::: Selected text

Precision monitoring technology, based on sweat, could lead to “point-of-person” healthcare.
Sam Emaminejad, a UCLA assistant professor of electrical and computer engineering, has received a National Science Foundation CAREER award, the agency’s highest honor for faculty members at the start of their research and teaching careers.
The five-year grant will support his research and teaching activities in developing sweat-based biosensing into “point-of-person” healthcare technologies.
While wearable technologies that monitor health conditions, such as smartwatches, have been on the market for a few years, they are geared to track vital signs like heart rate or measure physical activity.
Monitoring biochemical signals would offer a deeper and more dynamic picture of a person’s condition, but those signals are currently only measured in blood. For example, diabetes patients use strips that measure glucose levels from blood pricked from a finger.
Using sweat to monitor biochemical signals 24 hours a day, could be an excellent, non-invasive alternative to blood for applications such as wellness and performance monitoring. While biochemical markers in sweat are in lower concentrations than blood, they are still present in amounts that can give general indications of health trends. Emaminejad proposes to develop a suite of technologies built around sweat monitoring, including advanced sensors, wearable devices that can send and receive data in real time, and custom algorithms to analyze data.
In addition, the technologies could be customized to look at other fluids, such as saliva, urine, and blood.
This research is part of a larger shift in medical care, from a model that is very general and reactive, toward one that is much more personalized, proactive and preventative.
Emaminejad directs the Interconnected & Integrated Bioelectronics Lab. He has received numerous awards including the Brain & Behavior Research Foundation’s NARSAD Young Investigator award; a PhRMA Foundation research starter grant; a distinguished young investigator award from the Stanford Genome Technology Center for leading a multi-center program on remote patient monitoring with UCLA, Intermountain Healthcare and Stanford School of Medicine; and the University of Waterloo’s Young Alumni Achievement Medal. Prior to UCLA, he was a joint postdoctoral scholar at UC Berkeley and Stanford School of Medicine. He received his Ph.D. from Stanford University.

::::::

## What to work on
Decide whether each statement agrees with the text on sweat-based biosensing, answering yes or no and quoting the deciding words from the text. (a) The CAREER grant runs for five years. (b) Biochemical markers occur in sweat at higher concentrations than in blood. (c) Emaminejad earned his Ph.D. at UC Berkeley.

::: Dataset

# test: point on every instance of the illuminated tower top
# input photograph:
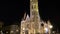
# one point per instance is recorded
(34, 13)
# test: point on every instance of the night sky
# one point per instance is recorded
(11, 12)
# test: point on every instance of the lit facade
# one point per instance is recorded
(32, 24)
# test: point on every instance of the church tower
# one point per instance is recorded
(34, 15)
(32, 24)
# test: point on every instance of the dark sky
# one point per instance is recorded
(12, 11)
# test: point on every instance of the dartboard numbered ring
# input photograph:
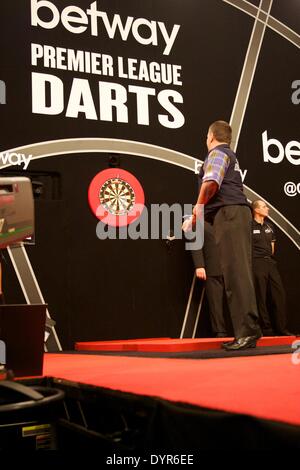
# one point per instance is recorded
(116, 197)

::::::

## Solution to the problem
(a) Yes: "The five-year grant will support his research and teaching activities"
(b) No: "biochemical markers in sweat are in lower concentrations than blood"
(c) No: "He received his Ph.D. from Stanford University."